═════ DOCUMENT EXTRACT ═════

Nestled along the eastern corridor of Pennsylvania are some of the finest colleges and universities in all of America: Lafayette, Villanova, Penn, and Lehigh. The latter is where I attend my first leadership conference as a junior in high school the very same day as the winter dance. A lifetime mentor of mine, Mr. Jo-Jo Herndon, invites me to the workshop as he is set to deliver his own workshop, which I myself would go on to do at colleges all across America.

The highlight for me on this day at Lehigh is the workshop with John Annoni, author of From the Hood to the Woods, a real-life story of how Annoni, troubled Allentown youth, finds solace in the woods next to his house and grows up to create Camp Compass, giving the next generation the very getaway he lurked for as a child. I win a drawing at Mr. Annoni’s workshop and am invited upfront to choose a prize from an entire smorgasbord of items: t-shirts, CDs, mugs, and more. I look around a bit before settling on From the Hood to the Woods. “We’ll talk after,” I am told.

The night of the very same day as the leadership conference is supposed to be a fun time at my high school’s first-ever winter Snowball dance. Yet I sit in a chair in the corner of the cafeteria, trying to decipher all of the lifelong changes that just took place inside me, giving the vibe to my friends that I must have smoked marijuana prior to coming to the dance. “I had a friend in high school always go out with a bottle. Everyone thought he was drunk. He finally told me that it was just water the whole time — but that part I wasn’t allowed to give away,” says Mr. Annoni.

═════

In the Lehigh conference account above, condense the paragraph beginning "The highlight for me on this day at Lehigh" into a short bulleted list that keeps its main facts.

═════ RECORDED DATA ═════

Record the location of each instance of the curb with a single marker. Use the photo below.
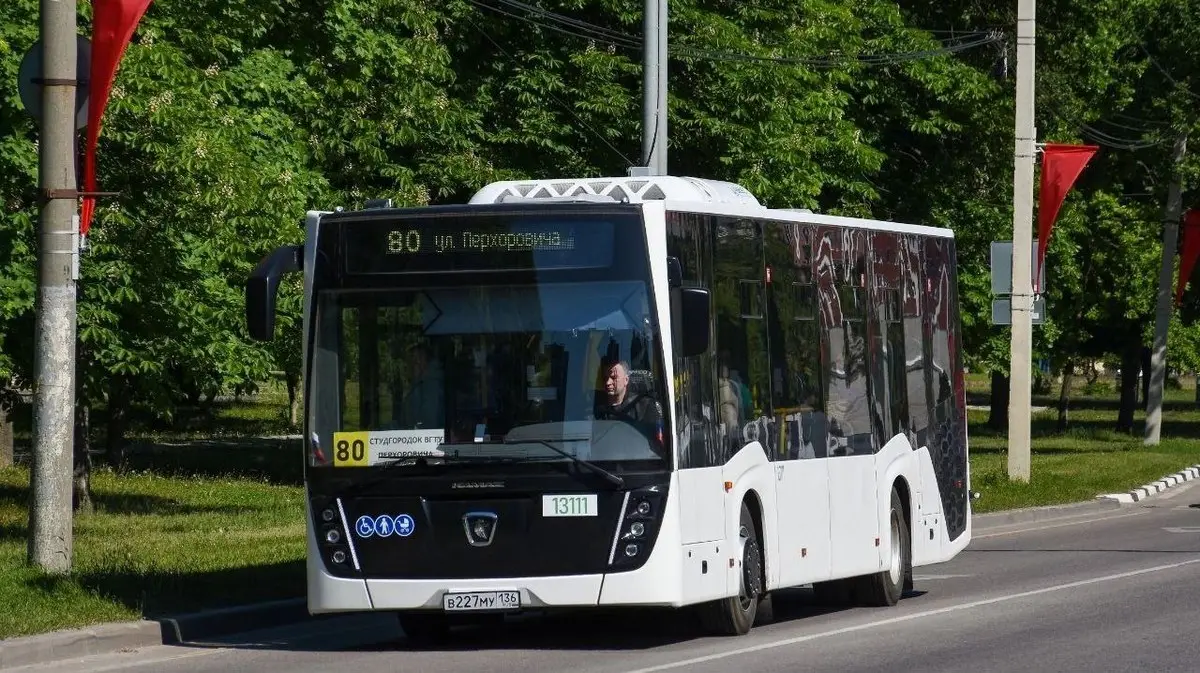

═════

ANSWER SECTION:
- The day's highlight is a workshop with John Annoni, author of From the Hood to the Woods.
- The book tells the real-life story of Annoni, a troubled Allentown youth who finds solace in the woods next to his house.
- He grows up to create Camp Compass, giving the next generation the kind of getaway he wanted as a child.
- The narrator wins a drawing at the workshop and chooses a prize from items such as t-shirts, CDs, and mugs.
- After looking around, the narrator picks From the Hood to the Woods and is told, "We'll talk after."